Given records >>
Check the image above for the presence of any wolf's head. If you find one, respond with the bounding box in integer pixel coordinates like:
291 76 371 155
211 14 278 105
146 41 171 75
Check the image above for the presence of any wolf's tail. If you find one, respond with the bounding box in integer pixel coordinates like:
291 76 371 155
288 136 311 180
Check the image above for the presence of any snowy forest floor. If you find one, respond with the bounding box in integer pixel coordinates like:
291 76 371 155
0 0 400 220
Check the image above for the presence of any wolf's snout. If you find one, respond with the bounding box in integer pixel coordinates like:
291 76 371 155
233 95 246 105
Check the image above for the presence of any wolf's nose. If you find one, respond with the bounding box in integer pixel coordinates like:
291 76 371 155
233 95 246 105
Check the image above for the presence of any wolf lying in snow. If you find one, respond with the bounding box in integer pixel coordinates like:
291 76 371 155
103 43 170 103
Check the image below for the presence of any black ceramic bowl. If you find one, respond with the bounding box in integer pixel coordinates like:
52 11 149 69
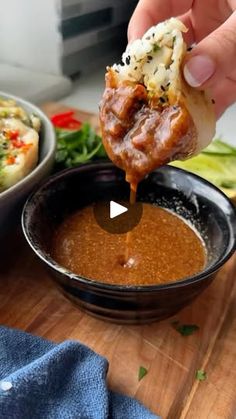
22 163 236 323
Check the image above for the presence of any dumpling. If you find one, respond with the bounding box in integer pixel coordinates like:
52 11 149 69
100 18 216 189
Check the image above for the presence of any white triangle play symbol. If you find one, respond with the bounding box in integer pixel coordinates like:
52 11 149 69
110 201 128 218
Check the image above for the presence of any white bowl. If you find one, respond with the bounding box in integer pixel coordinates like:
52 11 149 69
0 91 56 238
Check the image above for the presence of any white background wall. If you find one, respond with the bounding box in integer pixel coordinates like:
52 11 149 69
0 0 61 74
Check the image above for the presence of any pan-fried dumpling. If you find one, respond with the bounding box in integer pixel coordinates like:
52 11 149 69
100 18 215 184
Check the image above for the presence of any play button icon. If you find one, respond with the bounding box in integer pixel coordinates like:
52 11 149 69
93 200 143 234
110 201 128 218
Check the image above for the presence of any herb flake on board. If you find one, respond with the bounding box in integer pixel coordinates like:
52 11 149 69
172 320 199 336
196 370 207 381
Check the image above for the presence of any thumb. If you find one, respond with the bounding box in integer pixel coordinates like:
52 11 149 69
183 12 236 88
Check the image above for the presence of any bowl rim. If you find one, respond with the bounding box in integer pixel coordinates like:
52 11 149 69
21 162 236 293
0 91 57 201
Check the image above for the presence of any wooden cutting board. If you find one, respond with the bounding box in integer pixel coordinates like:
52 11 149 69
0 104 236 419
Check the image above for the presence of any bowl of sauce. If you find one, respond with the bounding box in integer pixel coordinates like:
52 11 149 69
22 163 236 323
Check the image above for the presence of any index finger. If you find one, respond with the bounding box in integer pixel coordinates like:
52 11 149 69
128 0 193 42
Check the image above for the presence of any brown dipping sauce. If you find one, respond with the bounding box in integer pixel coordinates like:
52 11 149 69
51 204 206 285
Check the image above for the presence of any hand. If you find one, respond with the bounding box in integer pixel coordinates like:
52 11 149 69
128 0 236 117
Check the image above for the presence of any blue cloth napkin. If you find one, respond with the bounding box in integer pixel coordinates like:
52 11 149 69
0 326 157 419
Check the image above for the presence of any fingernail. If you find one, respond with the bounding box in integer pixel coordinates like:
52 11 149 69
184 55 215 87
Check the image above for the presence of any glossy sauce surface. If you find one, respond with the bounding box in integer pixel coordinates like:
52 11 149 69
51 204 206 285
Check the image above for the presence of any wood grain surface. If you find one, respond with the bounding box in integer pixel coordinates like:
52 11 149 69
0 104 236 419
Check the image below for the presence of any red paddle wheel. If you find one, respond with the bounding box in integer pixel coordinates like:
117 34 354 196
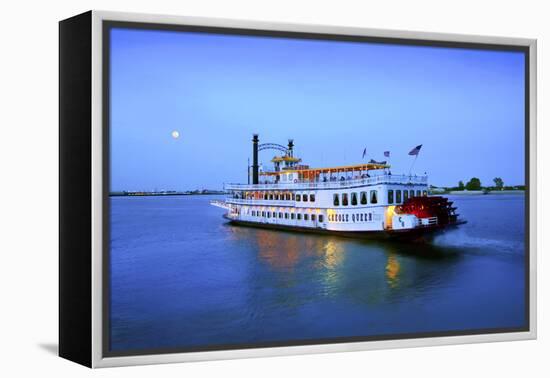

Set problem >>
Scale the records by reproducing everything from the line containing "Check the image above for the presence of any bowl rim." down to the line containing "0 326 157 419", with the requests included and each bounding-box coordinate in the answers multiplied by 1.05 and rounded to a whole number, halves up. Leave the requests and their sample coordinates unchanged.

The response >>
Check the image above for the presence of any bowl rim. If you find one, respond with the bounding box in integer pixel coordinates like:
52 11 149 69
22 170 248 308
0 96 60 211
Check the image above for the presence of any wooden cutting board. If you find one, respond with the bounding box in integer pixel coordinates like:
52 11 149 69
0 109 248 440
Check the image above for the presence of any bowl of sauce. If you find one, respond with the bounding box in integer pixel coordinates like:
52 11 149 69
23 171 248 339
Check the image above for the presence of any index finger. If you find one, respond with the bounding box in integer pixel coordinates like:
52 11 149 69
134 0 203 44
Check the image above for the presence of any brown dipping sauce. If you find one, respond with the bounding box in integer pixel coordinates like:
52 11 149 69
54 214 216 299
Check the image above for the presence of any hand. If you find one, respond with the bounding box in integer pixel coordinates like:
52 11 149 69
134 0 248 123
Check the image above for the presence of any blue cloth napkin. If you find one, respond with the bounding box in integer pixel coordinates like:
52 11 149 69
0 342 165 440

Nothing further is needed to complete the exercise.